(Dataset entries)
*** Block opens ***
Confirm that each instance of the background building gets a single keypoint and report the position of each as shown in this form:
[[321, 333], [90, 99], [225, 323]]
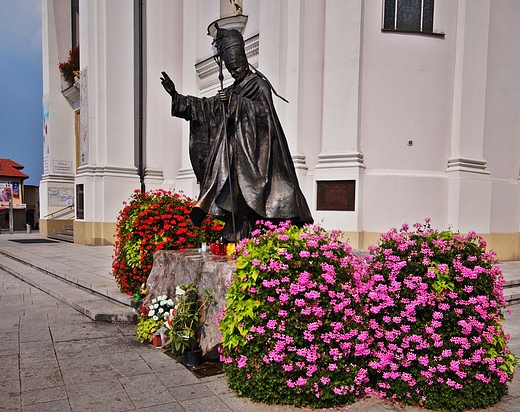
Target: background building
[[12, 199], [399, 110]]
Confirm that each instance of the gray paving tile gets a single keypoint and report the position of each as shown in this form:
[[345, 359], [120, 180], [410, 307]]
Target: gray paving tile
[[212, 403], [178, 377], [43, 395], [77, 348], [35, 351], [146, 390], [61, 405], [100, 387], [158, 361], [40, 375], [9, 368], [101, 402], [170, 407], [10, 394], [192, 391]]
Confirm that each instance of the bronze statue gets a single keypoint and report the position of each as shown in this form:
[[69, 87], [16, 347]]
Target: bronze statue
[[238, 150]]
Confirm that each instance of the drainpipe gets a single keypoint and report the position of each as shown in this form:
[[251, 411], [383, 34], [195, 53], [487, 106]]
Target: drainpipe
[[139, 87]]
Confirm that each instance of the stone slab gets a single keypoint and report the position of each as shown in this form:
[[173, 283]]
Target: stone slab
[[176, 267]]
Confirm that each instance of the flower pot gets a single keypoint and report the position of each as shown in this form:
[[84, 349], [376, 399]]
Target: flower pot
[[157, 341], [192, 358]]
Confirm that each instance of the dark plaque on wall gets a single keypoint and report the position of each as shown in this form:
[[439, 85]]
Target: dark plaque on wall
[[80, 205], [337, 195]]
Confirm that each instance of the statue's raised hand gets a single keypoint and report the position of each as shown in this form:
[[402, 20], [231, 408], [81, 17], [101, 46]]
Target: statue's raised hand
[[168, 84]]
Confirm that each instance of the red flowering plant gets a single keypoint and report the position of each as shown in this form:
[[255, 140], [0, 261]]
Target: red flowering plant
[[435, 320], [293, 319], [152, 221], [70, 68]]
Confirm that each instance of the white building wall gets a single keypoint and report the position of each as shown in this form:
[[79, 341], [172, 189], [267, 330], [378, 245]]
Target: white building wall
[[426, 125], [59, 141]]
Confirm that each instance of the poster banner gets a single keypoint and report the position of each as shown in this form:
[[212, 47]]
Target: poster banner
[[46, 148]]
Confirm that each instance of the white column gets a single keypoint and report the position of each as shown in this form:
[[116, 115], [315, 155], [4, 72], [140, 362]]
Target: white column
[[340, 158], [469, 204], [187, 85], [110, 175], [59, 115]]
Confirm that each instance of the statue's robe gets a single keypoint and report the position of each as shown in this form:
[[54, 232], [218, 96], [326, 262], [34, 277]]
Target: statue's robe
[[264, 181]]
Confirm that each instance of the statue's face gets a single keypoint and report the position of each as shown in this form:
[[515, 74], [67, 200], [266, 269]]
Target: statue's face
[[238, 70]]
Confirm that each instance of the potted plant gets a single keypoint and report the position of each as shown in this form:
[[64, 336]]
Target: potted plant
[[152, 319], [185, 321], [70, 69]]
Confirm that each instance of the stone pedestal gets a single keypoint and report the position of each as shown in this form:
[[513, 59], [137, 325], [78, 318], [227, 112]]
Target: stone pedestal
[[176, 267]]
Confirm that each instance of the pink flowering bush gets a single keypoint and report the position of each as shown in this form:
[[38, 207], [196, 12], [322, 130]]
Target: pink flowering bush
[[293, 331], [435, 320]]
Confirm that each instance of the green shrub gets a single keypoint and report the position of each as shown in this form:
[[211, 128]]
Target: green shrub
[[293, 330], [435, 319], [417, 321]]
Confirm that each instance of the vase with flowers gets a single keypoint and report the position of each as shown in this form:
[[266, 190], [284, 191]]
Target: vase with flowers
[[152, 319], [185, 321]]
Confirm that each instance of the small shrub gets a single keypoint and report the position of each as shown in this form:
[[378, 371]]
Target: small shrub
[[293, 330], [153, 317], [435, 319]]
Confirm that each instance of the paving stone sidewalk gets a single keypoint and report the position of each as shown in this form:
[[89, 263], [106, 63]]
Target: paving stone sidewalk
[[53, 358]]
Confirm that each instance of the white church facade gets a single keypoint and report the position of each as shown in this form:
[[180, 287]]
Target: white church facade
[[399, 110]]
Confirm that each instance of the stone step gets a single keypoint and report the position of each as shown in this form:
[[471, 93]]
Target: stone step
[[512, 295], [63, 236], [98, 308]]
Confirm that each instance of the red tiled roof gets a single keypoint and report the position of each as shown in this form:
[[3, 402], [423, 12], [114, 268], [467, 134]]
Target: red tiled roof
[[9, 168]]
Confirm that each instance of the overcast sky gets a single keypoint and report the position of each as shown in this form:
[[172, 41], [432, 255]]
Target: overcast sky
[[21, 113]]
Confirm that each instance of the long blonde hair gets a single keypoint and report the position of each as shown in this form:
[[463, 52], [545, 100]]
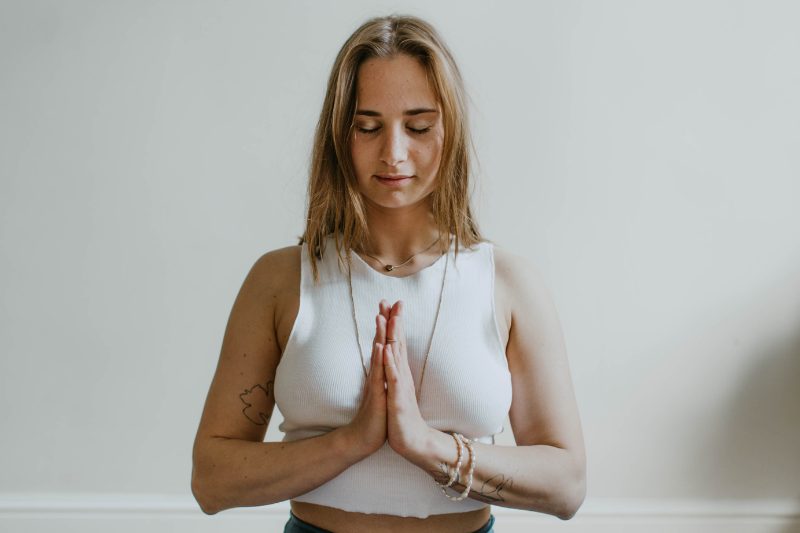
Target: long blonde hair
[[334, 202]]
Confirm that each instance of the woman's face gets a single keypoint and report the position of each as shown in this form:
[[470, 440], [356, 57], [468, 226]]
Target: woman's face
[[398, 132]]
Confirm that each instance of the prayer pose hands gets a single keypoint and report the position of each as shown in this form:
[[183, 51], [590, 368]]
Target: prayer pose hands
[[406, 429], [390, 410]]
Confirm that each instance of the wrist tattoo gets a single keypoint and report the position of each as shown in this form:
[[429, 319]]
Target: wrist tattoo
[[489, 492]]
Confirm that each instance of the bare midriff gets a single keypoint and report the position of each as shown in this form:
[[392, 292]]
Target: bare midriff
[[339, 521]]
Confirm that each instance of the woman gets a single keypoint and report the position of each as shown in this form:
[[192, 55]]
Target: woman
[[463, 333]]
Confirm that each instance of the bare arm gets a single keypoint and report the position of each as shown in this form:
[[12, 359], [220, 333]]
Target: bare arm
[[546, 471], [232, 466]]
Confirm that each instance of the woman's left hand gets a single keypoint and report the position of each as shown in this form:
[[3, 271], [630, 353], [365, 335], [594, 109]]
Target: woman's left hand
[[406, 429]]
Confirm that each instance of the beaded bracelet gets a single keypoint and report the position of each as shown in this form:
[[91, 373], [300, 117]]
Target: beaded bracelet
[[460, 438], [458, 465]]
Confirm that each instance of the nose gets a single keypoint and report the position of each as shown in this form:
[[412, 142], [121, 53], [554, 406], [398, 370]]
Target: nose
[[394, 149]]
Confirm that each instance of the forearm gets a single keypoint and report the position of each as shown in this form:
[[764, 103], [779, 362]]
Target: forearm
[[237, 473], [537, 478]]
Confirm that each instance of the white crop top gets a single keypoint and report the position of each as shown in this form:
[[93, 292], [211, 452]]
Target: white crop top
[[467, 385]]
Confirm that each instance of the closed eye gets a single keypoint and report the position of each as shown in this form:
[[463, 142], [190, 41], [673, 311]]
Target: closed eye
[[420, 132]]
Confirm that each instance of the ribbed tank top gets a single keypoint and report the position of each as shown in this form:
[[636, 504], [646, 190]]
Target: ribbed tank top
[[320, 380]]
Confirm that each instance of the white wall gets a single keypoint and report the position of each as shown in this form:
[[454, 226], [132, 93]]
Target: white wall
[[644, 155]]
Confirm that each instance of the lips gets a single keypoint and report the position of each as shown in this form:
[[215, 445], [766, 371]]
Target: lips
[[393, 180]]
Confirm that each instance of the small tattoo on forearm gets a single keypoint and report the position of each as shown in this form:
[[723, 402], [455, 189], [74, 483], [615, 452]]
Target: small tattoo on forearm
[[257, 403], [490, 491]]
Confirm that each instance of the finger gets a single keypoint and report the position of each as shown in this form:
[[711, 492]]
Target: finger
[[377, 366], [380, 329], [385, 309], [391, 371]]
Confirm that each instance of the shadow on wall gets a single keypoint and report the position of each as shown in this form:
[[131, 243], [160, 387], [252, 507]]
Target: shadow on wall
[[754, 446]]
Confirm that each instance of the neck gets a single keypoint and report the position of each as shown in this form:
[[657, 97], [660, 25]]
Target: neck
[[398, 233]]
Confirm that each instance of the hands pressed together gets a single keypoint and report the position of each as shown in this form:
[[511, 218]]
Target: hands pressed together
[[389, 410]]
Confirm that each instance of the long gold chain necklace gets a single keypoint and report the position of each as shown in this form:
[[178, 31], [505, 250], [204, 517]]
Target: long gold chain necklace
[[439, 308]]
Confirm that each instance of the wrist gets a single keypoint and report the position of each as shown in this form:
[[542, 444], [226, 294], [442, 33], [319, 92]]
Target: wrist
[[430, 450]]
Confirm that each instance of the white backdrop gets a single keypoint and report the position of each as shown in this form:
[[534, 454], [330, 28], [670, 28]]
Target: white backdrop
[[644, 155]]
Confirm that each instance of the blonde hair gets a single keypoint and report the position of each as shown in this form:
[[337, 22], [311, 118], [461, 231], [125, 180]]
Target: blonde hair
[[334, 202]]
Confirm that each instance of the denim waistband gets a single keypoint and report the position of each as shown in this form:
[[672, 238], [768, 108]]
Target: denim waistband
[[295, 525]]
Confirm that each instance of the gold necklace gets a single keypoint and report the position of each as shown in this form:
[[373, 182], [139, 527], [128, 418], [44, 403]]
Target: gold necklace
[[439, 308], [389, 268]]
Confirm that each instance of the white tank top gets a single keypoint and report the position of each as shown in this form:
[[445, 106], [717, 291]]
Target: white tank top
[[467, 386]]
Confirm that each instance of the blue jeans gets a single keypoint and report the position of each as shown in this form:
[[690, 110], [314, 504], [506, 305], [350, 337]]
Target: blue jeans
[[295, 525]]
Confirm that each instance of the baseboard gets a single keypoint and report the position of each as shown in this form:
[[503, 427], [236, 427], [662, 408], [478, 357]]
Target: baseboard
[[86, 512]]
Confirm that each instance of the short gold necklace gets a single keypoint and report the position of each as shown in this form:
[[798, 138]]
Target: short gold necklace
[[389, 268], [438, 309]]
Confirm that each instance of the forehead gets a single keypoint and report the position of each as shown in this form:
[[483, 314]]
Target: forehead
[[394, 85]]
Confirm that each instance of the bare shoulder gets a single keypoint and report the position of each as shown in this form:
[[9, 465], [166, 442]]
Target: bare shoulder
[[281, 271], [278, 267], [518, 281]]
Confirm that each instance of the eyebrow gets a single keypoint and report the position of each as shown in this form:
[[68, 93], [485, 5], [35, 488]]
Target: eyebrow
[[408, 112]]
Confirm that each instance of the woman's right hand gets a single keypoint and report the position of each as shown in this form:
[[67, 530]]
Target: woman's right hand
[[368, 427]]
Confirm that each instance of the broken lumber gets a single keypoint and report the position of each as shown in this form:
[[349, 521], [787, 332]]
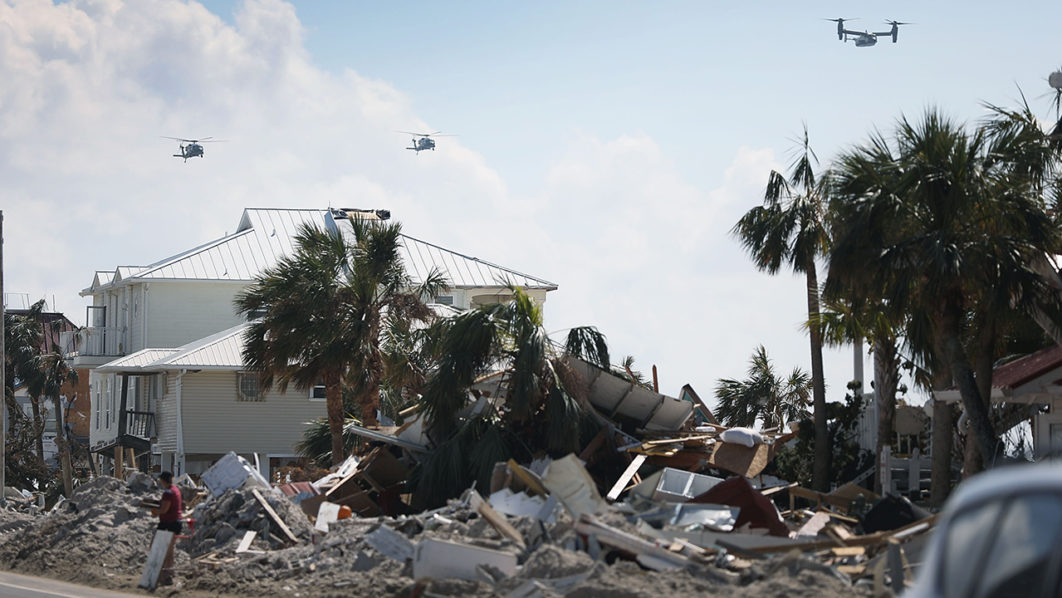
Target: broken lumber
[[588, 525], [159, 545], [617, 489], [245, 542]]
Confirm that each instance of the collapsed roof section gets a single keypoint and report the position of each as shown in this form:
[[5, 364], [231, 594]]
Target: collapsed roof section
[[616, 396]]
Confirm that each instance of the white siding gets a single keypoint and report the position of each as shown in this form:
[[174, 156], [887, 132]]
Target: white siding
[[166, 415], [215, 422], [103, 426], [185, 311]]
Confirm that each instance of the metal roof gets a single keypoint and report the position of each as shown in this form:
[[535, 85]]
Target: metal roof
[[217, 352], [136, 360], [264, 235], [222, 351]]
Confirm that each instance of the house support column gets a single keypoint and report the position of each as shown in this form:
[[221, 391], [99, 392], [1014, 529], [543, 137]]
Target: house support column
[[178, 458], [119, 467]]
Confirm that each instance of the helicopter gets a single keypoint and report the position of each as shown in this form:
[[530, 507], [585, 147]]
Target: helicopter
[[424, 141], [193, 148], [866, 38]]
*** Block closes ***
• _TASK DETAILS_
Take the records above and return, word for word, only the lines that fall from the line with "Confirm that each instance of the statue's raised" to the line with "[[255, 140], [0, 261]]", both of them included.

• _SOLVED PROBLEM_
Confirm that each instance of the statue's raised hand gets a single keypoint and report the position of each as shown in this form:
[[402, 20], [231, 408], [81, 17], [101, 46]]
Target: statue's raised hand
[[168, 84]]
Confirm that each instance of the red flowering plant gets a single keypoint and report the position of each as shown in this form:
[[255, 140], [0, 261]]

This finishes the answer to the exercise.